When every entry has been read, print each one back exactly.

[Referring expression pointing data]

+-------+

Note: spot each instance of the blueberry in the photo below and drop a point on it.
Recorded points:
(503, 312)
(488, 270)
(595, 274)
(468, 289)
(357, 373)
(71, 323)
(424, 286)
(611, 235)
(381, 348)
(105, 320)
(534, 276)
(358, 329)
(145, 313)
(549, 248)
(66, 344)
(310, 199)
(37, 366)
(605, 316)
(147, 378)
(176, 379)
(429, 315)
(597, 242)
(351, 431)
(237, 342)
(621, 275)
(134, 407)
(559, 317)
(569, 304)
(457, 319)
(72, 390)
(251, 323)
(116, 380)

+-------+

RESPONSE BOX =
Note: spot each instance of the blueberry in the photo below and drop a point on it.
Recorded points:
(503, 312)
(488, 270)
(595, 274)
(468, 289)
(357, 373)
(71, 323)
(424, 286)
(611, 235)
(381, 348)
(105, 320)
(534, 276)
(358, 329)
(145, 313)
(549, 248)
(66, 344)
(310, 199)
(37, 366)
(605, 316)
(147, 378)
(176, 379)
(429, 315)
(597, 242)
(351, 431)
(237, 342)
(621, 275)
(134, 407)
(559, 317)
(569, 304)
(457, 319)
(72, 390)
(251, 323)
(116, 380)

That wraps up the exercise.